## BEGIN Input

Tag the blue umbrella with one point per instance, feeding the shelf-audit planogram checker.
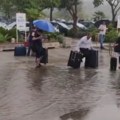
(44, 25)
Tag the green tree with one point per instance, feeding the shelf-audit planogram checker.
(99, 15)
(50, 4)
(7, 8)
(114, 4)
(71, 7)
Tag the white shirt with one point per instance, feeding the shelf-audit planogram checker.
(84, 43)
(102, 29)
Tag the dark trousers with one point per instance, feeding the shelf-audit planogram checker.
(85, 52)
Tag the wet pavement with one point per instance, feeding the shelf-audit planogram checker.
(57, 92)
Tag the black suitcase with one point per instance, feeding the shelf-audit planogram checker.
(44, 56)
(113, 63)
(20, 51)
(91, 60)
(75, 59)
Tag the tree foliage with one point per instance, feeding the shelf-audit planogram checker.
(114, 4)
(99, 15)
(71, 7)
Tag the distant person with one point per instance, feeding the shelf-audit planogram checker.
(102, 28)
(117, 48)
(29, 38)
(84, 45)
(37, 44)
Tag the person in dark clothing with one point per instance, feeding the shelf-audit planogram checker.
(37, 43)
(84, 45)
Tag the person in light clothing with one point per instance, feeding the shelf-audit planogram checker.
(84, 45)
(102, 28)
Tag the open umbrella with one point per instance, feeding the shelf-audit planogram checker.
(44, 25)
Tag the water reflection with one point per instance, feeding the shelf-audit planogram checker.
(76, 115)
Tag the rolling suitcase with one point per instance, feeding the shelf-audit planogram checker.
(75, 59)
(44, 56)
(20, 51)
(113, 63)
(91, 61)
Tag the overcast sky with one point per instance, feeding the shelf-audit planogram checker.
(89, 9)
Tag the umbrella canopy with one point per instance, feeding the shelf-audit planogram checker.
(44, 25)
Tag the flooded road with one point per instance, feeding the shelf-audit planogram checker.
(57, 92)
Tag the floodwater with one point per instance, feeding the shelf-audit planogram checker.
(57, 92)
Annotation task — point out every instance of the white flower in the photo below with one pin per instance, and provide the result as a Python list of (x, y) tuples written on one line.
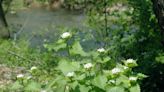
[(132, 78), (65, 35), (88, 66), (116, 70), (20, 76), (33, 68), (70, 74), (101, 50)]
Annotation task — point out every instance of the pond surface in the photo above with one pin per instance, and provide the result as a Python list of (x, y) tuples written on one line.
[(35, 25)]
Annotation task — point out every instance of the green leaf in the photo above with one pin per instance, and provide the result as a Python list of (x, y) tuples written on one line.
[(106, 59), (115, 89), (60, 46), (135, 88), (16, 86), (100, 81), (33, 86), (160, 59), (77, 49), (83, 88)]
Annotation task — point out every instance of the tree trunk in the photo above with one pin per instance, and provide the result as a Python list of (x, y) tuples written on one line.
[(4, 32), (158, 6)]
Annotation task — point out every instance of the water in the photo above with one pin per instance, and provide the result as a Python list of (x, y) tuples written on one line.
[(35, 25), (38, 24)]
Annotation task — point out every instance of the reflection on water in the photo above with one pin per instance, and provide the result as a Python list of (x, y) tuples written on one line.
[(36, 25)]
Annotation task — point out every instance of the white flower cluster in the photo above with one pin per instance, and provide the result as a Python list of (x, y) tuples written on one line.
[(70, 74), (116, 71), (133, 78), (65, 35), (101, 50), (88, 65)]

## END Input
## BEGIN Input

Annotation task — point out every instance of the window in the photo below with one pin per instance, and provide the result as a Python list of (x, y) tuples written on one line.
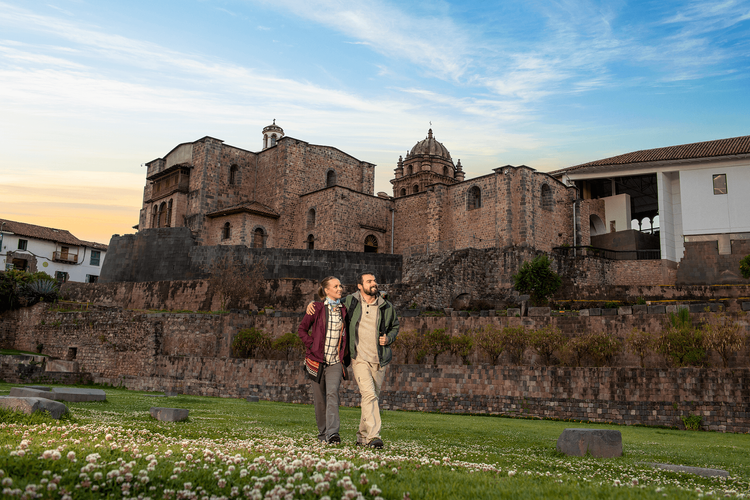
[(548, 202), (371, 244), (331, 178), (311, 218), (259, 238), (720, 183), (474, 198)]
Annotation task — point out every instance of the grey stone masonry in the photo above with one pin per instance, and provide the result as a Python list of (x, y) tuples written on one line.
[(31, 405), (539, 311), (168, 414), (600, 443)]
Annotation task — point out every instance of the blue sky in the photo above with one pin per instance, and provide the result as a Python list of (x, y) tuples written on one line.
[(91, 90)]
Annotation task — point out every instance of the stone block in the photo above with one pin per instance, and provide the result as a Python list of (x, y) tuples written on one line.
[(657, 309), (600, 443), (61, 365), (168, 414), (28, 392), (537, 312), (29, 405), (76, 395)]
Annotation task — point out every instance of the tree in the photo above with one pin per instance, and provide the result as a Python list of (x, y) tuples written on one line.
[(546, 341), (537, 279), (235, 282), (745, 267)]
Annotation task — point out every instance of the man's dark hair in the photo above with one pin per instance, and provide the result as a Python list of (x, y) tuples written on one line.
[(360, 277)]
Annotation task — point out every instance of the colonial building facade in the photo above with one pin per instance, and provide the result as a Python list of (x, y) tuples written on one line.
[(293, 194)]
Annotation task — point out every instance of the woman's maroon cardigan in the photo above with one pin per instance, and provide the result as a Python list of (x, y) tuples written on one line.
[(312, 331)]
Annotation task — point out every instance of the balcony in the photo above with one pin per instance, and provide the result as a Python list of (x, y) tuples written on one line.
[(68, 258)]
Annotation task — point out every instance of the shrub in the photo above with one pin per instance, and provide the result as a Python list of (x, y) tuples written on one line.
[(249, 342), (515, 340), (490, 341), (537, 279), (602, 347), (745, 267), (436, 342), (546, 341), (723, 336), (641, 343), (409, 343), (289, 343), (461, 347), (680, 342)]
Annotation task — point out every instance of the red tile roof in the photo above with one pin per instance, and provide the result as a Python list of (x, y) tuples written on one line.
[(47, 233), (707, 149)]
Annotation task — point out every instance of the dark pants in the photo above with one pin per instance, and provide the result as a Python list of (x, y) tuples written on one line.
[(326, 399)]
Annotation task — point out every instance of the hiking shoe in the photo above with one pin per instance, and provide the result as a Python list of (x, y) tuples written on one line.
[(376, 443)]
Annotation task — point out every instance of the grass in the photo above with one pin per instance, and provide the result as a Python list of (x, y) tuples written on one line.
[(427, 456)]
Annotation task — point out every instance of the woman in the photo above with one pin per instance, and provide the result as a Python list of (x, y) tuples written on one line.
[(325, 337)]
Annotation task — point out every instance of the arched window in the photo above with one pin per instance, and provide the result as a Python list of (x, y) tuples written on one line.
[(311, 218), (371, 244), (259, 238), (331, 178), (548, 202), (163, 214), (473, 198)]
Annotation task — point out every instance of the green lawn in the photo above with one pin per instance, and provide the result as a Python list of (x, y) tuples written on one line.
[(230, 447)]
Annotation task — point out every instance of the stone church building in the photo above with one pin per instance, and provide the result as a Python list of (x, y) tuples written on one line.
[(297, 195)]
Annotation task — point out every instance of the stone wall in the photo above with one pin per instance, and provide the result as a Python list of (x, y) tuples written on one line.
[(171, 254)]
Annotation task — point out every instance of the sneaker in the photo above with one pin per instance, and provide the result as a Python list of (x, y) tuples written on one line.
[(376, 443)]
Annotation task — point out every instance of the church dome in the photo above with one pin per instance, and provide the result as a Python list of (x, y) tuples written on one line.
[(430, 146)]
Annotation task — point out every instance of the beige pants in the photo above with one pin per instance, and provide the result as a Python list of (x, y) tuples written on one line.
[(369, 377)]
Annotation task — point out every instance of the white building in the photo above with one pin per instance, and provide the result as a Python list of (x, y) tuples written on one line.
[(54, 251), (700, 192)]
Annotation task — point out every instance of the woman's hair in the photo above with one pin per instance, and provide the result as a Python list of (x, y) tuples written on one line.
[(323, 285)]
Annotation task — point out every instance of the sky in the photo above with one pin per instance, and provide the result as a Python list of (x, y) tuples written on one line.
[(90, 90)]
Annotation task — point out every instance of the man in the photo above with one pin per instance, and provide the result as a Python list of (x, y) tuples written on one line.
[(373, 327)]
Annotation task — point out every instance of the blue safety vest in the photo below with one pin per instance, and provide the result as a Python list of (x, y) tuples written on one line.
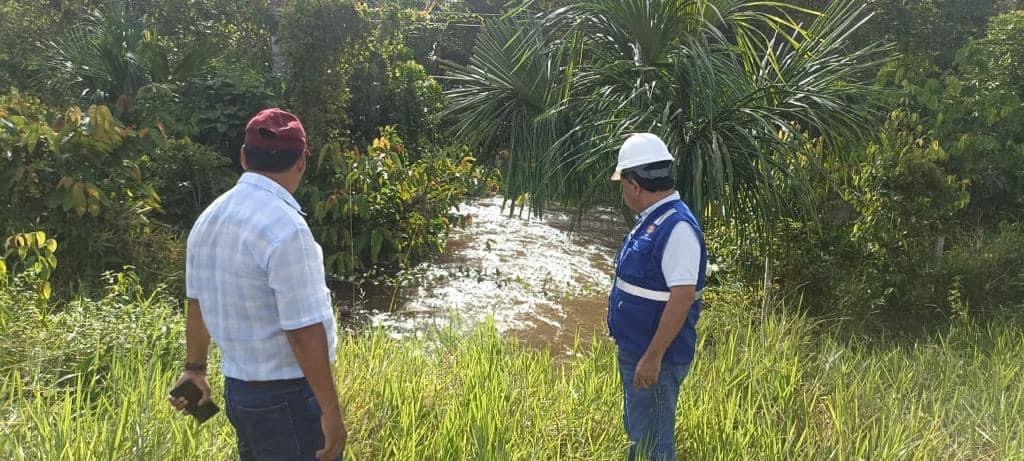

## END Input

§ What you need to do
Select and copy every line of the records above that contains the word "clothing", matching its case exactly.

§ Reply
Tag the person in dark clothing with one point per instance, feeding the shelf-audit planogram checker.
Tag the person in light clothing with one point per instance, feeding the shelf-audit planogram checker.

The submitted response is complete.